Fragmento seleccionado:

==================================================

Hace ya algo más de treinta años que Paul Bocuse, el más mediático de los cocineros de su época, uno de los padres de la "nouvelle cuisine", recomendaba a sus lectores ir al mercado con frecuencia y sin ideas preconcebidas; sin ideas fijas, por lo menos. "Llévese a casa lo mejor que encuentre, aunque no sea lo que usted pensaba"".

Es un buen consejo, que nosotros solemos seguir. Especialmente, en la pescadería. Así sucedió que el otro día estábamos con nuestro proveedor habitual, sin una idea muy clara de qué era lo que queríamos... hasta que vimos unos jureles, o chicharros, como ustedes prefieran, que estaban diciendo "llévanos a casa". Frescos, rígidos, casi vivos. Tamaño, mediano: algo más de 300 gramos cada uno. Perfectos para hacerlos al horno.

Es un pez con poca literatura, el chicharro. No tiene muy buena prensa, pero tampoco mala; simplemente, no es mediático. Su abundancia, que traía siempre aparejada su baja cotización, hacía que no fuese demasiado apreciado. Encima, es un pescado azul, sinónimo, según la clase médica durante muchos años, poco menos que de veneno. Además, tiene espinas. Como para triunfar en la pasarela.

==================================================

Material proporcionado:
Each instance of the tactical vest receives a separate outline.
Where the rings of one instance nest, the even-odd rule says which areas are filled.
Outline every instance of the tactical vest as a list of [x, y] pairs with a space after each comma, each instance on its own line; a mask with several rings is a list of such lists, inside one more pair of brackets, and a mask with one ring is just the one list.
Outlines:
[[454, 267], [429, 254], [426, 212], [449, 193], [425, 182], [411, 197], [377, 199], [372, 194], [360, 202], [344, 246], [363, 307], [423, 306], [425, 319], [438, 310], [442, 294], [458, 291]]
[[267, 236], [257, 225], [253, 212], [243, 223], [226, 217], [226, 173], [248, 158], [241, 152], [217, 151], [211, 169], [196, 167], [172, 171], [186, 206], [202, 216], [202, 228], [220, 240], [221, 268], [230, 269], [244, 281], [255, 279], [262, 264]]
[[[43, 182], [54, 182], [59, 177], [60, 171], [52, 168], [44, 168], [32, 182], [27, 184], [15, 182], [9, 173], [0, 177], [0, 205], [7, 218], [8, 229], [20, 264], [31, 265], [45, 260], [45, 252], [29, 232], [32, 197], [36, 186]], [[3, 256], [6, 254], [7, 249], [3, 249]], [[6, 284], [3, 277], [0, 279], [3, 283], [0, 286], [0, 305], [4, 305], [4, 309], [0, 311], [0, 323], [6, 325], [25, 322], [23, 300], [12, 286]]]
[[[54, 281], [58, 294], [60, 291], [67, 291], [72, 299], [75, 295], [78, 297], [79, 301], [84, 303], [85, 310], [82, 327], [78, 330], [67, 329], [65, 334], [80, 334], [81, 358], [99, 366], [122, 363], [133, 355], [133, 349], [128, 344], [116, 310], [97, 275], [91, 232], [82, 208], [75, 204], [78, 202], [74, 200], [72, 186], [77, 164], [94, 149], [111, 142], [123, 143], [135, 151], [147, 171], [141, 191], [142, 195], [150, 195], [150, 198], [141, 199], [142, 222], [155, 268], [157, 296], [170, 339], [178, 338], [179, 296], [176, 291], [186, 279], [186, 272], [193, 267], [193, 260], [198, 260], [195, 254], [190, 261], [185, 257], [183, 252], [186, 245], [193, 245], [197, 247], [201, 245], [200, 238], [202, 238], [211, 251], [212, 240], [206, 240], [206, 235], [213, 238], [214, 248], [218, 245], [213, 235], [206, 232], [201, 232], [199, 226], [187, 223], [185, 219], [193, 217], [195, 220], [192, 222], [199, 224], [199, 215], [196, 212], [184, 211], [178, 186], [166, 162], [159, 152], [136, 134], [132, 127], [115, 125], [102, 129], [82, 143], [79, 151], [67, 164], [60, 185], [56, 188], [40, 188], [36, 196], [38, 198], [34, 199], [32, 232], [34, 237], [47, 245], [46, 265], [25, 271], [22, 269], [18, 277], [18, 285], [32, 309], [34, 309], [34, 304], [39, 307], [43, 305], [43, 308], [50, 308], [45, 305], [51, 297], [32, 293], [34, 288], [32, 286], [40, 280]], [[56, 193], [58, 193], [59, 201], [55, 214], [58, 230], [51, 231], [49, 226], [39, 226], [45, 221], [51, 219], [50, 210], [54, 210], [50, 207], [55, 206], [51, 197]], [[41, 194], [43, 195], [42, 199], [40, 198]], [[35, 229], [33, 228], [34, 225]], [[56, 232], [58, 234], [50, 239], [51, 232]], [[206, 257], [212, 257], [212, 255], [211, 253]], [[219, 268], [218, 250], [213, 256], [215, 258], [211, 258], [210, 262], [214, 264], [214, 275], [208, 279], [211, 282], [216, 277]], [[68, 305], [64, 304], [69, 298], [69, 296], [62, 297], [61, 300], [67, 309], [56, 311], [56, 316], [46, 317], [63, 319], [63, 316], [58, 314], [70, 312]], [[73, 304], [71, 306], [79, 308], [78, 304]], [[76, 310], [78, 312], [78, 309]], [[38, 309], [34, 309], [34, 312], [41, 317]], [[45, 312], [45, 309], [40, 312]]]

==================================================

Tareas propuestas:
[A] Responde a estas preguntas sobre el texto del chicharro:
(i) ¿Qué recomendaba Paul Bocuse a sus lectores?
(ii) ¿Cuánto pesaba aproximadamente cada uno de los jureles?
(iii) ¿Qué clase de pescado es el chicharro?
[B] Reproduce, por favor, el pasaje del fragmento seleccionado que va entre "Es un pez con" y "en la pasarela.", ambos incluidos.

Respuestas:
[A]
(i) Ir al mercado con frecuencia y sin ideas preconcebidas, o al menos sin ideas fijas.
(ii) Algo más de 300 gramos.
(iii) Es un pescado azul.

[B]
Es un pez con poca literatura, el chicharro. No tiene muy buena prensa, pero tampoco mala; simplemente, no es mediático. Su abundancia, que traía siempre aparejada su baja cotización, hacía que no fuese demasiado apreciado. Encima, es un pescado azul, sinónimo, según la clase médica durante muchos años, poco menos que de veneno. Además, tiene espinas. Como para triunfar en la pasarela.